== Given information ==

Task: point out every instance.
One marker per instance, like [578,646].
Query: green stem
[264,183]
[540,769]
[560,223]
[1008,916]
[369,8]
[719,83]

===

Format the listing as a JSON list of strings, with one string per line and any blank lines left out.

» **Full response**:
[
  "Task: point out every instance.",
  "One marker per instance, like [578,646].",
  "Query: green stem",
  "[264,183]",
  "[540,769]",
  "[560,223]",
  "[1008,916]",
  "[369,8]",
  "[719,83]"
]